**WRITTEN EXERCISE:**
Please output the following lines exactly as they are, with no changes.

## start MATERIAL FOR THIS EXERCISE

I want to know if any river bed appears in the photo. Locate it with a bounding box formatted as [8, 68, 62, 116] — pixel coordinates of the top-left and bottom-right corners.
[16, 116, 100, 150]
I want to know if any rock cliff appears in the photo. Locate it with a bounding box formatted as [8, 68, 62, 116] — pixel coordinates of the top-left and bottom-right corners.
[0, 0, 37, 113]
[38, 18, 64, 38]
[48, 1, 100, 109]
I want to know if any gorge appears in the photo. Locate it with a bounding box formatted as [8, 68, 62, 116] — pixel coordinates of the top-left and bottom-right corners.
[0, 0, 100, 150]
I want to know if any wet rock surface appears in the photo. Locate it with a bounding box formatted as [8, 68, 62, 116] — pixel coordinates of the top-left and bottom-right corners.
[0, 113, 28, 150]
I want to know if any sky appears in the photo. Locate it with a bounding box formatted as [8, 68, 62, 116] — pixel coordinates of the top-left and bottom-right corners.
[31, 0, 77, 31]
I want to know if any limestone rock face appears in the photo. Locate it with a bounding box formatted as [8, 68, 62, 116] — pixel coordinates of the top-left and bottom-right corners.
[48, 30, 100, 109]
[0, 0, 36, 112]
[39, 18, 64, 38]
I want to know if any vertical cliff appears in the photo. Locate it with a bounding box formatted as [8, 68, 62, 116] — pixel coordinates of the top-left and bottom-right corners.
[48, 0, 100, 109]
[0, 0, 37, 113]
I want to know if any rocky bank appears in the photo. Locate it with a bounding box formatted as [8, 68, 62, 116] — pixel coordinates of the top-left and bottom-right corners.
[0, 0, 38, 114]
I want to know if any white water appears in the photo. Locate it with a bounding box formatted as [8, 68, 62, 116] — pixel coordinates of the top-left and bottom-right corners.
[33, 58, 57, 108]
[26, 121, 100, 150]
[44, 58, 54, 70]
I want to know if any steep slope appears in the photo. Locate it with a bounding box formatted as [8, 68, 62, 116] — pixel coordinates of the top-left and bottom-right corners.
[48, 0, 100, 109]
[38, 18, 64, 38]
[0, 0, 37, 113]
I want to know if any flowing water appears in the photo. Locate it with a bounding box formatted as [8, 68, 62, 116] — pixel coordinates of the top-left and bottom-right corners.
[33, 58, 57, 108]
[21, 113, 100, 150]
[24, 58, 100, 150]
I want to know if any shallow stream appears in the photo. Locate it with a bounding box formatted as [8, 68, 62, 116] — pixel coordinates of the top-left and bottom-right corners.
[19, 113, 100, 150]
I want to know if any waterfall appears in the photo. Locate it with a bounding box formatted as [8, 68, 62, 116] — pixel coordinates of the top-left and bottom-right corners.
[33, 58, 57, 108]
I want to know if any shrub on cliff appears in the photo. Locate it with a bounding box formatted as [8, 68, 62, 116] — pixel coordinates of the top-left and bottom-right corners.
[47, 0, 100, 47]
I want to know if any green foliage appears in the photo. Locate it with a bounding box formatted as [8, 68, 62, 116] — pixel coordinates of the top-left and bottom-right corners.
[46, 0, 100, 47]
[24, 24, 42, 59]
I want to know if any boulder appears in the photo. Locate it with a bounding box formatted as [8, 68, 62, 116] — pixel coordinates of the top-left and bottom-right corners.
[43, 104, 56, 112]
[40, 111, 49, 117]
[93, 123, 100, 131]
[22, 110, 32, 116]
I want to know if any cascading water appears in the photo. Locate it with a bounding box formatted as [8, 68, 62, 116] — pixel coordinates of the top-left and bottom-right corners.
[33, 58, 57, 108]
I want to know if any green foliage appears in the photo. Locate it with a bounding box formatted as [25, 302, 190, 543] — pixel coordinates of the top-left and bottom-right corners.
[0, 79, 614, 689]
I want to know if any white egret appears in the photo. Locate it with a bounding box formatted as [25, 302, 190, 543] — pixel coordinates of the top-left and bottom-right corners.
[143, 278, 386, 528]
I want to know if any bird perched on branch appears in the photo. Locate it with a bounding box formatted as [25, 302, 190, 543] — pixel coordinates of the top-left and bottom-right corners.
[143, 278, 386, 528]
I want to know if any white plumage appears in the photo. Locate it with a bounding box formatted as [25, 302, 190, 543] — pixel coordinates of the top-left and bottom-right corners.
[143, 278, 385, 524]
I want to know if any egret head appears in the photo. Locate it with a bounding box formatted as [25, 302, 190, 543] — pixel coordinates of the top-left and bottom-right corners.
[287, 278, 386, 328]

## end MATERIAL FOR THIS EXERCISE

**TASK OUTPUT:**
I want to know if any river bed appears in the photo. Locate it with a bounding box formatted as [8, 68, 62, 116] — pixel coordinates of the top-left and bottom-right corners.
[16, 116, 100, 150]
I want to know if any rock cliff appears in the photo. Locate it with a bounding box formatted as [8, 68, 62, 116] — pixel coordinates of the top-left and bottom-right corners.
[0, 0, 37, 113]
[38, 18, 64, 38]
[48, 1, 100, 109]
I want to know if any gorge appears in the photo. Locate it with a bounding box formatted as [8, 68, 62, 116] — pixel coordinates of the top-left and bottom-right corners.
[0, 0, 100, 150]
I want to know if any wet rock surface appears in the photo. Locate it with a bounding box formatted as [8, 68, 62, 116] — pixel coordinates of the top-left and bottom-right corners.
[0, 113, 28, 150]
I want to know if any sky appears in the photo. Locate it with a bounding box formatted as [8, 68, 62, 116] — pixel coordinates of the top-left and bottom-right corners.
[31, 0, 77, 31]
I want to know if any limestone rock face appears in the photo. Locate it with a bounding box formatted as [8, 68, 62, 116] — pixel coordinates of the top-left and bottom-right corners.
[48, 30, 100, 109]
[0, 0, 36, 112]
[39, 18, 64, 38]
I want to know if any vertical cliff appears in the photo. Locate it with a bounding box formatted as [8, 68, 62, 116] — pixel coordinates of the top-left and bottom-right corners.
[48, 0, 100, 109]
[0, 0, 37, 113]
I want to know if any rocky bank appears in the photo. Locate it with a bounding box formatted as [8, 68, 62, 116] — pixel coordinates of the top-left and bottom-right corners.
[0, 0, 38, 114]
I want to know if any white water appears in the photo. Locate it with a bounding box formatted as [8, 68, 62, 116] — pixel coordinates of the top-left and bottom-right corners.
[33, 58, 57, 108]
[26, 121, 100, 150]
[44, 58, 54, 70]
I want to know if any steep slope appears in the photo. Locate it with a bounding box formatted as [8, 68, 62, 116] — pixel coordinates of the top-left and bottom-right corners.
[48, 0, 100, 109]
[38, 18, 64, 38]
[0, 0, 37, 113]
I want to know if any flowing water appears in the photo. Locate it with a bounding box formatted as [8, 68, 62, 116] — pixel coordinates of the top-left and bottom-right corners.
[33, 58, 57, 108]
[21, 113, 100, 150]
[24, 58, 100, 150]
I want to know if any shallow stream appears in the photo. Locate it with a bounding box formatted as [8, 68, 62, 116] — pixel coordinates of the top-left and bottom-right corners.
[19, 113, 100, 150]
I want to know if any waterfall appears in the photo. Locate it with a bounding box formatted as [8, 68, 62, 116] — pixel coordinates of the top-left and bottom-right corners.
[33, 58, 57, 108]
I want to know if any shrub on cliff appears in the photo. Locate it with a bounding box formatted as [8, 68, 62, 116] — pixel coordinates of the top-left and bottom-right corners.
[47, 0, 100, 47]
I want to know if any green foliage appears in the photo. Locate it with a bounding box formatted as [8, 68, 62, 116] — pixel coordinates of the top-left and bottom-right corners.
[46, 0, 100, 47]
[24, 24, 42, 59]
I want to know if any boulder appears in the photo. Locate it with a bounding box formatted as [8, 68, 62, 116] — pixel coordinates of the top-left and bottom-right corners.
[43, 104, 56, 112]
[40, 111, 49, 117]
[93, 123, 100, 131]
[22, 110, 32, 116]
I want to know if any cascading water appears in the photo. Locate it with a bounding box formatted as [8, 68, 62, 116] — pixel coordinates of the top-left and bottom-right corners.
[33, 58, 57, 108]
I want to know if any green foliage appears in the photo. Locate it with a bounding box formatted as [25, 302, 190, 543] — pixel coordinates of the top-left and bottom-right corners.
[0, 79, 614, 689]
I want to know if any white egret appears in the photo. Locate it with a bounding box formatted as [25, 302, 190, 543] — pixel coordinates of the top-left and bottom-right corners.
[143, 278, 386, 528]
I want to know if any bird perched on branch appears in the photo. Locate it with a bounding box formatted as [25, 302, 190, 543] — pixel coordinates of the top-left and bottom-right corners.
[143, 278, 386, 528]
I want to know if any white plumage appears in the photo. Locate it with a bounding box formatted as [25, 302, 190, 543] — pixel coordinates of the top-left and bottom-right corners.
[143, 278, 385, 524]
I want to know if any egret head appears in the photo. Locate it with a bounding box formatted as [25, 302, 190, 543] — pixel coordinates of the top-left and bottom-right corners.
[287, 278, 386, 328]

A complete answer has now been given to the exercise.